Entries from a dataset
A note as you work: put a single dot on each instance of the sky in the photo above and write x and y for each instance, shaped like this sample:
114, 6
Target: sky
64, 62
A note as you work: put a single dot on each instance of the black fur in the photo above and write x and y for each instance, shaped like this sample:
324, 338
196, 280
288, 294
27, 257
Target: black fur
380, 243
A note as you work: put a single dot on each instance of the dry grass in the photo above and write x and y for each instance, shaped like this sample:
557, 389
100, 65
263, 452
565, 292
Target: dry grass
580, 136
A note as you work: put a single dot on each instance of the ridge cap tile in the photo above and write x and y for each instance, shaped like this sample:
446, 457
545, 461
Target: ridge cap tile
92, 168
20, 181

**Exercise**
Write out all the entries above again in full, requests included, and increase every x and y coordinate in the answers by 32. Leave the requests and their sample coordinates as they are.

**Result**
A note as you work: put a single dot on each instance of the sky in the photo above and write x and y for each instance, shaped like this sample:
114, 6
Target: sky
96, 94
A note as you work: put a single dot on each instance of the black fur in the photo above and write x and y for each instance, shaped like this sample:
324, 338
196, 280
288, 294
27, 257
Target: black fur
412, 275
A note as you work: put a single dot on each instance of the dry grass in the photo above and write x and y for each instance, shaped like this sample:
557, 389
100, 65
263, 452
565, 292
Target: dry grass
612, 168
A note as you work: put a single dot on each instance of the ridge cap tile in the photo above and write x and y for each instance, shaped like this sample:
446, 457
545, 461
Target: ridge cap tile
124, 200
52, 213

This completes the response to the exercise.